-- GIVEN REQUEST --
Report every row below that contains the word "fork", copying each such row in full. Matching is case-sensitive.

-- SOURCE DATA --
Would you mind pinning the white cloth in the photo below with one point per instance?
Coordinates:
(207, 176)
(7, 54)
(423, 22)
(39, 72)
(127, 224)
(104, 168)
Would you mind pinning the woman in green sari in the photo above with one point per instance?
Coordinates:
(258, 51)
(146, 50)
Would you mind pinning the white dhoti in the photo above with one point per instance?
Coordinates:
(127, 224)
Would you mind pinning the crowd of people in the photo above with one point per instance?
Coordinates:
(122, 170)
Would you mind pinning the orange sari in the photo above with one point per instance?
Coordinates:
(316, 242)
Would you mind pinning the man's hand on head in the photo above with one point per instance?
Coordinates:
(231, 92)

---

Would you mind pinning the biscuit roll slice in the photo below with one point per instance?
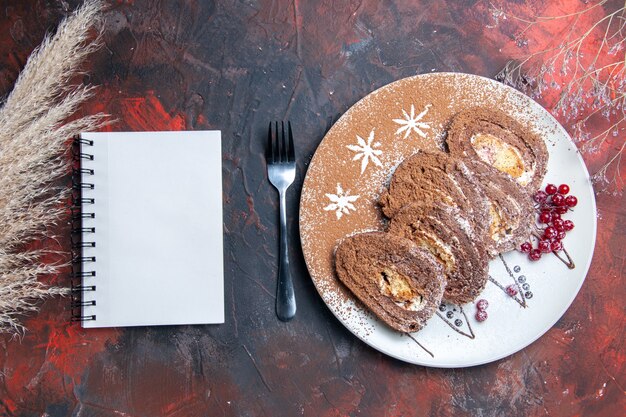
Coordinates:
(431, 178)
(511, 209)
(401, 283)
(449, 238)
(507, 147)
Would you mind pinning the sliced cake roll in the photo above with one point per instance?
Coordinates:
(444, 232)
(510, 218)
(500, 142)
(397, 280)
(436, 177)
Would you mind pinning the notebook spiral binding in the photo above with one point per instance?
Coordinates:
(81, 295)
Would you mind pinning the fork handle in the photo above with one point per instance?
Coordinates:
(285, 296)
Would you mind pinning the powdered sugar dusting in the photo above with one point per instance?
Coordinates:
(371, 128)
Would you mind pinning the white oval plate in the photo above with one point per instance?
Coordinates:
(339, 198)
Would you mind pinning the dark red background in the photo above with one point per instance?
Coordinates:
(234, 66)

---

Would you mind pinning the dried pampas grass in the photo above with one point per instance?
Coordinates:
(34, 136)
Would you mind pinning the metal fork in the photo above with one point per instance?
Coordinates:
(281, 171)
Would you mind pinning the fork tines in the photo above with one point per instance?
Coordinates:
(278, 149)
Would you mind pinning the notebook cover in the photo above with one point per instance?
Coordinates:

-- WORKED ANSWER --
Would you mind pinning the fork handle in the photo above with one point per instance?
Would you mind pinning the metal fork in the photo above with one point per instance?
Would you mind pinning the fork tines in the photo above with one point per instance?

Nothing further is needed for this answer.